From the boat blog post, return the passage starting with "So here's a" and going on through "new yacht review?", copied word for word.

** Start of GIVEN TEXT **

So here's a little test for readers, a little "market research" for this benighted boat blog, if you will. There are no right or wrong answers, merely opinions.

Watch the video and submit answers to the following questions:

  • 1) What is interesting about this design, and why?
  • 2) What is questionable about this design, and why?
  • 3) What is problematic about this form of new yacht review?
  • 4) Would you consider purchasing this boat, or a boat similar to it for your own use?

Answer any and all. If I get sufficient response, I'll consider sending a small, nautically themed prize to the best (meaning in this case most insightful) reply. Consider it my own form of market research, in this case to reveal biases of the readership of a sooty, overextended and cold boat refitter trying to stay a half-step ahead of his own ignorance and talent for self-injury.

Clearly, and rarely, with this video,  I am somewhat at a loss for words here, although I did find notable that the question "how does she sail?" is not asked until the final two minutes.

2013-03-14

Medium rare to weld done




Still capable of burning down the garage, but you have to start somewhere.
Having found it periodically problematic to find a welder to do many of the jobs required aboard Alchemy, I've resolved to learn how to weld myself. But the currently strained budget and my book-only knowledge makes a slow, careful and heavily protected start with the equivalent of a welding toy, in this case a discounted Lincoln MIG-Pak 140 model. This is a gasless wire-feed flux core type (or gas shielding can be used) suitable for light gauge steel and aluminum. I can get my weld on with essentially scraps, or pieces from Metal Supermarket, and make my inevitable learning-curve screw-ups cheaply. I can also compare and contrast the results of "gasless" versus "shielded" welding. I am already aware that there are definite advantages to shielded welding, but my needs are essentially low-volume, will be done in the open air, and are rarely concerned with end-product appearance, merely strength. There is very little I will make for myself that won't be immediately primed and coated in Something Two-part and Industrial.

The advantage to this particular welding unit for me is that it runs on standard 120 VAC current, although at its highest setting, suitable for 1/4-inch stock, it needs a 20 amp circuit. I figure that I can even use the relatively wee Honda 2000 to power it at half its settings, which would suffice for making brackets and the lighter sort of frames.

Anyway, the steel fabrications I had made a few weeks back for the engine stringers and the thrust bearing "yoke" have been for the last couple of weeks clamped and scribed in place:
To be primed and painted and drilled, etc.
Built to get the shaft, and to like it. Damn, sailing's rough practice.
What was proving difficult was getting hold of a welder to do the actual "melt it to the boat" bit. Greg the Welder, who fabricated our solar panel arch and welded it to Alchemy lo! so long ago, was barely contactable by phone, and despite his best efforts, admitted he was booked until April.

We launch in April. Not good.

I asked a welder at the club if he wanted the job, No, he said, but he put me on to another semi-retired other welder/club member, who already said in the past that he didn't want the job, but who might have an apprentice up for it...sometime...

Argh.

** End of GIVEN TEXT **
** Start of MATERIAL **

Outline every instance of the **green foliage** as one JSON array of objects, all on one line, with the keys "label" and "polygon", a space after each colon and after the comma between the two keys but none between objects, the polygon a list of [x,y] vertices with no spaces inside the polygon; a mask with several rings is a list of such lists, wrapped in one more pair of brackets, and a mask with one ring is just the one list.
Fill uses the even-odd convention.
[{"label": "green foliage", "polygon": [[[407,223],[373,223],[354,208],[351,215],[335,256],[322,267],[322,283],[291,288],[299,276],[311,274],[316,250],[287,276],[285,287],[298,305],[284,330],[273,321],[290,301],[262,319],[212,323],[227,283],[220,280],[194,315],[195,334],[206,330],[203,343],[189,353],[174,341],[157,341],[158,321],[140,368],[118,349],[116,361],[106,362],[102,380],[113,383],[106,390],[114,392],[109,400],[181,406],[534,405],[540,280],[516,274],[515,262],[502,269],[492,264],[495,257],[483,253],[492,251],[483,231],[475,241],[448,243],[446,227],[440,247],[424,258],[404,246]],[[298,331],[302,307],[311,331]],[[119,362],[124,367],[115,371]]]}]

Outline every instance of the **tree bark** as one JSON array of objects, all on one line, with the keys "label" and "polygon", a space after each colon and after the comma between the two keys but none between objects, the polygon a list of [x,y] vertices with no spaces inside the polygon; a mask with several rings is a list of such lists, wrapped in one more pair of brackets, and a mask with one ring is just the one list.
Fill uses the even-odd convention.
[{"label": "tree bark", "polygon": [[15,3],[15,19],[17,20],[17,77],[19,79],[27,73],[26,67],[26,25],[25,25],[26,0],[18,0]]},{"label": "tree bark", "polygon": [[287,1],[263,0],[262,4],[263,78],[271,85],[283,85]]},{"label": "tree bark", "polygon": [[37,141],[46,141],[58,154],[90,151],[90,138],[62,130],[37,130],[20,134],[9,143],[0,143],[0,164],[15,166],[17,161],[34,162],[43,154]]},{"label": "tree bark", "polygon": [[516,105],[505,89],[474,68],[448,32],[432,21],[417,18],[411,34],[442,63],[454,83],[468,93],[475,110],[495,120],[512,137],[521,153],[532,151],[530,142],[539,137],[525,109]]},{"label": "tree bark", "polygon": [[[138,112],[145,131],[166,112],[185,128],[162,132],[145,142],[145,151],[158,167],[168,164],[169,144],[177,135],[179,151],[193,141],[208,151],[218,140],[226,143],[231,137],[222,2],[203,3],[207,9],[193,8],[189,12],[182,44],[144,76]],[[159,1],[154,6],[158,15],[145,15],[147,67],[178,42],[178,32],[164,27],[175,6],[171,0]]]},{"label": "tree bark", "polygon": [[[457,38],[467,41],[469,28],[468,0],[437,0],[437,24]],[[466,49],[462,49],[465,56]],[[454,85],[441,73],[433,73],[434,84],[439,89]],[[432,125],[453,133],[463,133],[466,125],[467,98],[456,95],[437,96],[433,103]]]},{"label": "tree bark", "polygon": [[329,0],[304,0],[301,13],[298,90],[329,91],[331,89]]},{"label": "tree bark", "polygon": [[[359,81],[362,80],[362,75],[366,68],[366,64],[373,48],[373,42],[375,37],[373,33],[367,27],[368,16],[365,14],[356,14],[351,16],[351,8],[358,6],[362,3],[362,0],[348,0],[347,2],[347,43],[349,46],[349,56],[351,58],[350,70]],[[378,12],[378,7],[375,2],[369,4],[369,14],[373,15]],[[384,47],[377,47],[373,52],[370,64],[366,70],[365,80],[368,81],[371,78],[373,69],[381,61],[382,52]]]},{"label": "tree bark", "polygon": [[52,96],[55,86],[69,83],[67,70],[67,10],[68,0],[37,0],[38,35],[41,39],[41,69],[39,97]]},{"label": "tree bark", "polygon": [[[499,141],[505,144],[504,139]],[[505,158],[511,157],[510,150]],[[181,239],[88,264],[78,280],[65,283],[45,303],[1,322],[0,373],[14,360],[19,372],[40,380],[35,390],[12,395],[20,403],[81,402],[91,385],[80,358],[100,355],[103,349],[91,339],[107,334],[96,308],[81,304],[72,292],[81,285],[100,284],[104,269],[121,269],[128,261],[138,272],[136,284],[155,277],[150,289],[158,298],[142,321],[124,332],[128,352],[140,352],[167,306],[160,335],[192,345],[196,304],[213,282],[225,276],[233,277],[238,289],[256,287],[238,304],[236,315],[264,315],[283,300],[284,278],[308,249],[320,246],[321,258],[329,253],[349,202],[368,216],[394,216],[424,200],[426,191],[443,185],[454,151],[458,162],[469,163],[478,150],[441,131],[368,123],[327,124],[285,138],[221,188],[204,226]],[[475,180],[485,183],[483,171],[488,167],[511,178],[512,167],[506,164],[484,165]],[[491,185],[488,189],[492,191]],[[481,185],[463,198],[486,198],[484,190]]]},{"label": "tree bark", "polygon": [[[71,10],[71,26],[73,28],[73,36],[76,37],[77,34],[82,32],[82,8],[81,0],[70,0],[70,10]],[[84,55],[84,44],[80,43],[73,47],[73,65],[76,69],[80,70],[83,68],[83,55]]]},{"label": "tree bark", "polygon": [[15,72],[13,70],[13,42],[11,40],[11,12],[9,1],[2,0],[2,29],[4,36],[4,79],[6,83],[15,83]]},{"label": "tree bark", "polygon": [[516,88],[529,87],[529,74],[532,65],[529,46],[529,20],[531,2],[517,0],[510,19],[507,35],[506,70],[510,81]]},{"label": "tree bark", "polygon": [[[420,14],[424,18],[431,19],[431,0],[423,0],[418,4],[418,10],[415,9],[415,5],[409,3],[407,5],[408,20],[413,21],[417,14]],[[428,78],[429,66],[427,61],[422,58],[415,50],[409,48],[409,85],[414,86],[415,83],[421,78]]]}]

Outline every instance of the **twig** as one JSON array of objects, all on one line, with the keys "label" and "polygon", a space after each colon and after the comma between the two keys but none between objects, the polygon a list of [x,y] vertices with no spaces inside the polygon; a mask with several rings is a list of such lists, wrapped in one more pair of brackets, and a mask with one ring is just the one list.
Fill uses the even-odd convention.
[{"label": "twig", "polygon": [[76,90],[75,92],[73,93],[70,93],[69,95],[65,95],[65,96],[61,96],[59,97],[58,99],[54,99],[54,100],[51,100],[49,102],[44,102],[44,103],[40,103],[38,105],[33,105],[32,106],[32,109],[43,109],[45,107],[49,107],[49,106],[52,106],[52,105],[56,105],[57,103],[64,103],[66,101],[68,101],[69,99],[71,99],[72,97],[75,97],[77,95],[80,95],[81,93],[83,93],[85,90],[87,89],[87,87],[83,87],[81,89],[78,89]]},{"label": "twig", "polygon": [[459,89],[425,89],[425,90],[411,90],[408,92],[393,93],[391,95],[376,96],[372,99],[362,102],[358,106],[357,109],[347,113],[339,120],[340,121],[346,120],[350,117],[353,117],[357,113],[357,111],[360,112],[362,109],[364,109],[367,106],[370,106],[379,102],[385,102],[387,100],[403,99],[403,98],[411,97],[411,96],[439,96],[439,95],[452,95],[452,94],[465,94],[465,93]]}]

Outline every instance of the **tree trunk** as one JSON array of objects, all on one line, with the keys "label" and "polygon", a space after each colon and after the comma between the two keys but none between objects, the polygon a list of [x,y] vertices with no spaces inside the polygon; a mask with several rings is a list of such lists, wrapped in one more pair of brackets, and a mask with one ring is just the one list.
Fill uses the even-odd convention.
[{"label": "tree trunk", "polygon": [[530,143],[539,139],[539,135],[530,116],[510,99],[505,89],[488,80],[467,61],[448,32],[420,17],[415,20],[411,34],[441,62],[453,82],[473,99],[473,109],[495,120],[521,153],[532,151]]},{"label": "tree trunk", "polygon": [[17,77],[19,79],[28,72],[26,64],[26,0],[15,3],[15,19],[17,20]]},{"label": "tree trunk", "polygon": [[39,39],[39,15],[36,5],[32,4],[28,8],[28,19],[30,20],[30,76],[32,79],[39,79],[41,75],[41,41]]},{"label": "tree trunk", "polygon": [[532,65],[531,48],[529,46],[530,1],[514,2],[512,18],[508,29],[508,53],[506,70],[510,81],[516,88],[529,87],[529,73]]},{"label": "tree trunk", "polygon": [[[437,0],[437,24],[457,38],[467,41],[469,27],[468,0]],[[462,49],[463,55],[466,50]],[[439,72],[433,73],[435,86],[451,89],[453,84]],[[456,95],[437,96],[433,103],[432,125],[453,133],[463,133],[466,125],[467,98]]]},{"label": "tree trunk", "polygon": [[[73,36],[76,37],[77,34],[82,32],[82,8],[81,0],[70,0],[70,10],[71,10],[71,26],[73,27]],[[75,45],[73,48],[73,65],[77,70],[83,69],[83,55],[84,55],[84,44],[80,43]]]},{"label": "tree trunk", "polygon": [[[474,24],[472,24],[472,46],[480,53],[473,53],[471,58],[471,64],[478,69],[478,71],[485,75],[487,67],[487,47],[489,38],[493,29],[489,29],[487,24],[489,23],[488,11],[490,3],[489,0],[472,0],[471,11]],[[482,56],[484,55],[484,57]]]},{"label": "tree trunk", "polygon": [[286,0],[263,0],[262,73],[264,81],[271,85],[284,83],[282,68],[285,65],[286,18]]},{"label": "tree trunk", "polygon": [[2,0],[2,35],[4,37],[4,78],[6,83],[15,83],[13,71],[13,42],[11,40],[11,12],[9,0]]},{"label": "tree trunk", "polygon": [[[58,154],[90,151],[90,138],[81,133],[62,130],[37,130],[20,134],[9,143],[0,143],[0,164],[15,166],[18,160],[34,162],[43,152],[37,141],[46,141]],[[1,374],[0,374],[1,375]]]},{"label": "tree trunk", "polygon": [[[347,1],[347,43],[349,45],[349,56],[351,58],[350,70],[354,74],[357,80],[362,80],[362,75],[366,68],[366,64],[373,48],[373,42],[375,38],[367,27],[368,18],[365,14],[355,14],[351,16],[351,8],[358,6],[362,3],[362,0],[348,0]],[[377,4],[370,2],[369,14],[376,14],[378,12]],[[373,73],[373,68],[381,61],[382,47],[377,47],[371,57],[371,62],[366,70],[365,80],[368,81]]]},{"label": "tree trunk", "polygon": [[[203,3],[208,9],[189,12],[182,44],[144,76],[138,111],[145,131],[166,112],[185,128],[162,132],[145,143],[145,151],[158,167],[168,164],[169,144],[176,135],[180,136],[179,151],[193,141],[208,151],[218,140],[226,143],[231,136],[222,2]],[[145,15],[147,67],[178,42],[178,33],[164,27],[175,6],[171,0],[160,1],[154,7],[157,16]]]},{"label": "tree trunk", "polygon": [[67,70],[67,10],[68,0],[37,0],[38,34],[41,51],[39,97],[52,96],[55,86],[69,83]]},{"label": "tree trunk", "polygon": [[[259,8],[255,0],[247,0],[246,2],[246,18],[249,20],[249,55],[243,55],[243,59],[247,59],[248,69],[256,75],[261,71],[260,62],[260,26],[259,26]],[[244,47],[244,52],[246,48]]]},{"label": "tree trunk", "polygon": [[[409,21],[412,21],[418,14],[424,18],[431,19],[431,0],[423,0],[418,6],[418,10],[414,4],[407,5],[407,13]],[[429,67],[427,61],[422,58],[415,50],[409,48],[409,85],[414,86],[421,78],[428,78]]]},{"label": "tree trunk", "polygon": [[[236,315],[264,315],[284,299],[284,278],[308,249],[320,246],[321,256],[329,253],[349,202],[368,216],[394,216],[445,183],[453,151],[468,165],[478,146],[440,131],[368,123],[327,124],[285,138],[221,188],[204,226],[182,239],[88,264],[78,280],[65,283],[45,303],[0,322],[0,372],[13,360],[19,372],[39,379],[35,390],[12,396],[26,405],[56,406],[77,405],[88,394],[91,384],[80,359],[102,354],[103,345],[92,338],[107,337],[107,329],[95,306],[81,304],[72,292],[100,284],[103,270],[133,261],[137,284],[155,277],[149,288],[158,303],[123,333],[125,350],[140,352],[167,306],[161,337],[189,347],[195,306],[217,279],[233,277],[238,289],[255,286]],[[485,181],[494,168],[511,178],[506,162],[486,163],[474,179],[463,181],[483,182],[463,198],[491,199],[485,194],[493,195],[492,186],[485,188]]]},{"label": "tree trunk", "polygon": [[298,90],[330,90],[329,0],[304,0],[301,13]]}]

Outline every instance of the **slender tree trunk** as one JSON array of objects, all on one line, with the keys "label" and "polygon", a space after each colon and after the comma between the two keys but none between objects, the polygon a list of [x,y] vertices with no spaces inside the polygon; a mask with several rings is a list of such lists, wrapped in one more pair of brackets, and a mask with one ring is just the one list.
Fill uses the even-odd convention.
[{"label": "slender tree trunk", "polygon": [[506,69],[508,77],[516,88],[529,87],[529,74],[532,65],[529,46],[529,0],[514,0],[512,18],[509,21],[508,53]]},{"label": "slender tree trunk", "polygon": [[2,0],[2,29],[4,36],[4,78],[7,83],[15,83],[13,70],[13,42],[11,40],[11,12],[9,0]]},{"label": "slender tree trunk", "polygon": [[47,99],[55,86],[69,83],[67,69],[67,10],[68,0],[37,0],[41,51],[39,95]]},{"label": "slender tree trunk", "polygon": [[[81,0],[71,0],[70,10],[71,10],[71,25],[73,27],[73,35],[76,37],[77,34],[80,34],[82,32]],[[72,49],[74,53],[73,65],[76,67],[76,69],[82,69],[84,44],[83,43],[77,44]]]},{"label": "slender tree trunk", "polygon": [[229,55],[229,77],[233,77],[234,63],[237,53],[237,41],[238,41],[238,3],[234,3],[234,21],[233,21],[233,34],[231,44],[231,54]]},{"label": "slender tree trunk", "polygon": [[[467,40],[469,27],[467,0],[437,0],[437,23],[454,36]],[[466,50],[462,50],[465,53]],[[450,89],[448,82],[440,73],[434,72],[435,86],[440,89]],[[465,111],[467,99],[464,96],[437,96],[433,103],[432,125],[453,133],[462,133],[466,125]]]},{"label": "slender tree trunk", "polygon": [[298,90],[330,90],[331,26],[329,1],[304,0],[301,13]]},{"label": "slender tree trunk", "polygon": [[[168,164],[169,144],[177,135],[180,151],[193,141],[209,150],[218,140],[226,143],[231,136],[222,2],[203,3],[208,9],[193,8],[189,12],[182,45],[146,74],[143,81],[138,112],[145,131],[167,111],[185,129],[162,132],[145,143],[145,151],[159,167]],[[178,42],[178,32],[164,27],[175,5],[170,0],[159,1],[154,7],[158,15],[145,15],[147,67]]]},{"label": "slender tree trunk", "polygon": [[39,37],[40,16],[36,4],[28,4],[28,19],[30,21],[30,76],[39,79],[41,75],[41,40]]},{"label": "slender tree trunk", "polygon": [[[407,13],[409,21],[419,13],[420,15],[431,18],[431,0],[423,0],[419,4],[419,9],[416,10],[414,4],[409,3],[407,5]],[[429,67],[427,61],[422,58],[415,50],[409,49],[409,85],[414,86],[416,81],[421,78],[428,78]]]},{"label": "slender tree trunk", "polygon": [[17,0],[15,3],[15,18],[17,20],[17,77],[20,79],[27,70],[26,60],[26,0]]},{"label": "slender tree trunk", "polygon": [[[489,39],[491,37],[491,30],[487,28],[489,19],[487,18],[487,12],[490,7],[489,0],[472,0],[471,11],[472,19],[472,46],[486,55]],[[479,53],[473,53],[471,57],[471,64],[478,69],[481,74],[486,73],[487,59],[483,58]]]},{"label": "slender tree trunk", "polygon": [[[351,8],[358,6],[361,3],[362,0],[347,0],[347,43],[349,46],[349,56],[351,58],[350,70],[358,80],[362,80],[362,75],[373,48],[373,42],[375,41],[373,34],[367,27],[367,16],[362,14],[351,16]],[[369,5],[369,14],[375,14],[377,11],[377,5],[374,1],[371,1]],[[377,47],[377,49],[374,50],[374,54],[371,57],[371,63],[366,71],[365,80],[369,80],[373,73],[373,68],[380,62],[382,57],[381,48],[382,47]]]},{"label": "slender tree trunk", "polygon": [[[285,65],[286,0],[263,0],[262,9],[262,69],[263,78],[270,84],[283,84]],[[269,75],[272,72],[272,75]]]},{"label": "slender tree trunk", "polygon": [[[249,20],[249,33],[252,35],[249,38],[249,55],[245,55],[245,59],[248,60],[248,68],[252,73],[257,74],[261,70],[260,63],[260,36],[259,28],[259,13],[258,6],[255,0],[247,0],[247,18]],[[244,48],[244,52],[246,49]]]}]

** End of MATERIAL **

ANSWER IN FULL -
So here's a little test for readers, a little "market research" for this benighted boat blog, if you will. There are no right or wrong answers, merely opinions.

Watch the video and submit answers to the following questions:

  • 1) What is interesting about this design, and why?
  • 2) What is questionable about this design, and why?
  • 3) What is problematic about this form of new yacht review?